Coordinate labeling data
-*-

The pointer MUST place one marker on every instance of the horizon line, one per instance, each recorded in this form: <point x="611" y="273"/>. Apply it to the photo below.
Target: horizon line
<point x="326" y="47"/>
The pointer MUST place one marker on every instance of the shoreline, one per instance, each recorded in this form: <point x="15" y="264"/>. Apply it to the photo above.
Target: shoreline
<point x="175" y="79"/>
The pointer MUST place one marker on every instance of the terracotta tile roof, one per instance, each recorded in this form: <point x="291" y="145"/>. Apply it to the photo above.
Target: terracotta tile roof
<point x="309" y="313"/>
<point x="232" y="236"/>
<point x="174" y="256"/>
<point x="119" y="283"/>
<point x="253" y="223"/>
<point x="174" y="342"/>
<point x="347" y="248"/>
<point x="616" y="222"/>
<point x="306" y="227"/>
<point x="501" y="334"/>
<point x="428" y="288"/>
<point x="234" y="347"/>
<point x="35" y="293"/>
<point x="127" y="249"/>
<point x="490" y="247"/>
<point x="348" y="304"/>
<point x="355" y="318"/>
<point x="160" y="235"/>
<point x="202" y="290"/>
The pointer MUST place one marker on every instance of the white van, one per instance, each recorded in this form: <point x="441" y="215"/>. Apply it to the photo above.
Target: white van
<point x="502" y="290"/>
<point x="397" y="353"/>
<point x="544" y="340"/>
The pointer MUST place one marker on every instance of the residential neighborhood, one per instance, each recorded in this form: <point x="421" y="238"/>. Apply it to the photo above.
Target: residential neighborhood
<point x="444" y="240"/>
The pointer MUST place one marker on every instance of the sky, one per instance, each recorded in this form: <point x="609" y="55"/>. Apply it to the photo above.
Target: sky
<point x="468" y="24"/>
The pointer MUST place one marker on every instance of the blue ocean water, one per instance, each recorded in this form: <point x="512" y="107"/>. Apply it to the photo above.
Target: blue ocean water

-*-

▶ Exercise objective
Convert every line of the rows above into a Markdown table with the columns "Line No." and "Text", numbering the lines in order and leaving out any blank lines.

▶ Exercise response
| Line No. | Text |
|---|---|
| 1 | The pointer MUST place one marker on every instance of the horizon line, one per instance, each recorded in this form: <point x="611" y="273"/>. Apply it to the photo below. |
| 2 | Target: horizon line |
| 3 | <point x="326" y="47"/> |
| 4 | The pointer MUST place one marker on every instance of the shoreline, one per instance, each recorded in this form: <point x="15" y="264"/>. Apply it to the photo above. |
| 5 | Target: shoreline |
| 6 | <point x="175" y="79"/> |
| 7 | The pointer MUST place one marker on every instance of the terracotta tile roof, one per instance, each recorded in this form: <point x="291" y="145"/>. Apply it to the photo above. |
| 8 | Target: terracotta tile roof |
| 9 | <point x="309" y="313"/> |
| 10 | <point x="232" y="236"/> |
| 11 | <point x="174" y="256"/> |
| 12 | <point x="119" y="283"/> |
| 13 | <point x="253" y="223"/> |
| 14 | <point x="174" y="342"/> |
| 15 | <point x="347" y="248"/> |
| 16 | <point x="616" y="222"/> |
| 17 | <point x="306" y="227"/> |
| 18 | <point x="501" y="334"/> |
| 19 | <point x="428" y="288"/> |
| 20 | <point x="234" y="347"/> |
| 21 | <point x="35" y="293"/> |
| 22 | <point x="127" y="249"/> |
| 23 | <point x="490" y="247"/> |
| 24 | <point x="348" y="304"/> |
| 25 | <point x="355" y="318"/> |
| 26 | <point x="160" y="235"/> |
| 27 | <point x="202" y="290"/> |
| 28 | The pointer MUST place one marker on every instance of the white van, one per instance, each recorded in this form: <point x="441" y="215"/>. Apply it to the photo above. |
| 29 | Target: white van |
| 30 | <point x="502" y="290"/> |
| 31 | <point x="397" y="353"/> |
| 32 | <point x="544" y="340"/> |
| 33 | The pointer MUST place one marker on every instance of the residential neighborhood, one per instance, each recorded in this form: <point x="421" y="238"/>. Apply it to the photo above. |
| 34 | Target: residential neighborhood |
| 35 | <point x="444" y="240"/> |
| 36 | The pointer MUST place one marker on every instance of the sky, one per instance, each recorded in this form: <point x="609" y="55"/>. Apply it to the photo above. |
| 37 | Target: sky |
| 38 | <point x="468" y="24"/> |
| 39 | The pointer MUST place one marker on every instance of the blue ocean water, one per instance, each recorded in this form: <point x="512" y="107"/>. Apply it to the photo above. |
| 40 | Target: blue ocean water |